- Data for processing -
○ ○ ○
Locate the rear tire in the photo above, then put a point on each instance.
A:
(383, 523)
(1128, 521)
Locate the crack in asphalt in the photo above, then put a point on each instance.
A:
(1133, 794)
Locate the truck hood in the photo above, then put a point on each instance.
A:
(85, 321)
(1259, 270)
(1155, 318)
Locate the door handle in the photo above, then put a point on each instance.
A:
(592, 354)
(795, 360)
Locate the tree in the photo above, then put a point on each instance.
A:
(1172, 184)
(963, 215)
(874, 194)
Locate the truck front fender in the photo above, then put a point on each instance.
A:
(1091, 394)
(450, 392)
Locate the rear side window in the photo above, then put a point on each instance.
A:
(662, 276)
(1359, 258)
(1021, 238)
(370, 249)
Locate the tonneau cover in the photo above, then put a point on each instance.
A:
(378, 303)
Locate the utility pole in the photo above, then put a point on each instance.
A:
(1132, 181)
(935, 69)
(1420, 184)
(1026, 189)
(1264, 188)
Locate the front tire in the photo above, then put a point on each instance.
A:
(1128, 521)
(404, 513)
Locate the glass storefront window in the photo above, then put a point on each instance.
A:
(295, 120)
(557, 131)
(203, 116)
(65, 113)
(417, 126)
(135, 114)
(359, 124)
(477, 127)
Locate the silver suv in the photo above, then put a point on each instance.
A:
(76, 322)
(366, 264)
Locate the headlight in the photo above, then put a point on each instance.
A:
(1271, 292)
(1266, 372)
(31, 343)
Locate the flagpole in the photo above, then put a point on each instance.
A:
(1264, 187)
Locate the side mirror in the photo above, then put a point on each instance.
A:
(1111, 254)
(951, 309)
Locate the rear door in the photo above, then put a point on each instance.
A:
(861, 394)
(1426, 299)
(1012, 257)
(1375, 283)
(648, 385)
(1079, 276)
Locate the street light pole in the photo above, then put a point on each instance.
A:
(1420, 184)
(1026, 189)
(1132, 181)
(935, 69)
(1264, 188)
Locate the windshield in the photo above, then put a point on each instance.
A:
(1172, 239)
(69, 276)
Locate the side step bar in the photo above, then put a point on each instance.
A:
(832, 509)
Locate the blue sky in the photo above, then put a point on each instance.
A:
○ ○ ○
- Problem description -
Extract the listing in its entirety and repeat it exactly.

- Answer space -
Locate the rear tire in the photo above, then put a point on each instance.
A:
(383, 523)
(1128, 521)
Locate the crack in asphalt in the photo above, then put a point on each instance.
A:
(1133, 794)
Locate the truck hood in the photo above, then put a point on each instance.
A:
(85, 321)
(1259, 270)
(1155, 318)
Locate the door handle in the photo above, then put a point on each instance.
A:
(592, 354)
(795, 360)
Locate the tree in the photo above, then put a point on each instance.
A:
(1172, 184)
(963, 215)
(874, 194)
Locate the truck front fender in the photo above, then put a point on each instance.
A:
(1091, 394)
(450, 392)
Locate the rear side window in the photo above, then put a point on each instance.
A:
(662, 276)
(1359, 258)
(1021, 238)
(370, 249)
Locate the tonneau cover in the photo above, then put a point on each instance.
A:
(378, 303)
Locate the utility pole in the photo above, then put a point on each instance.
A:
(1132, 181)
(935, 69)
(1420, 184)
(1026, 189)
(1264, 188)
Locate the front tire in the photo above, then put a point on each instance.
A:
(1128, 521)
(404, 513)
Locate the glass storefront window in the photo above, then put a point on each instance.
A:
(295, 120)
(557, 131)
(203, 116)
(65, 113)
(417, 126)
(135, 114)
(359, 124)
(477, 127)
Locate the silver suv in the photo above, then put a point on each instance.
A:
(76, 322)
(366, 264)
Locate the headlight in the photo above, then put a point on each instance.
A:
(1271, 292)
(1266, 372)
(31, 343)
Locate the flagpole in the photo above, then put a point on each instance.
A:
(1264, 187)
Locate the side mirror in the photo above, then put a point on each instance.
A:
(1111, 254)
(951, 309)
Locate the rear door in the photo above, then put a point on each instance.
A:
(861, 394)
(1426, 299)
(1012, 257)
(1375, 283)
(648, 385)
(1079, 276)
Locate the street light pole in the photo above, then put a point on each instance.
A:
(1420, 184)
(1026, 189)
(1132, 181)
(935, 69)
(1264, 188)
Locate the windshield in the photo above, then put a point on each instance.
A:
(1172, 239)
(69, 276)
Locate the side step bar in the photo above, then put a point on each instance.
A:
(832, 509)
Locate the blue sky in the photo above, then put a point on each instance.
A:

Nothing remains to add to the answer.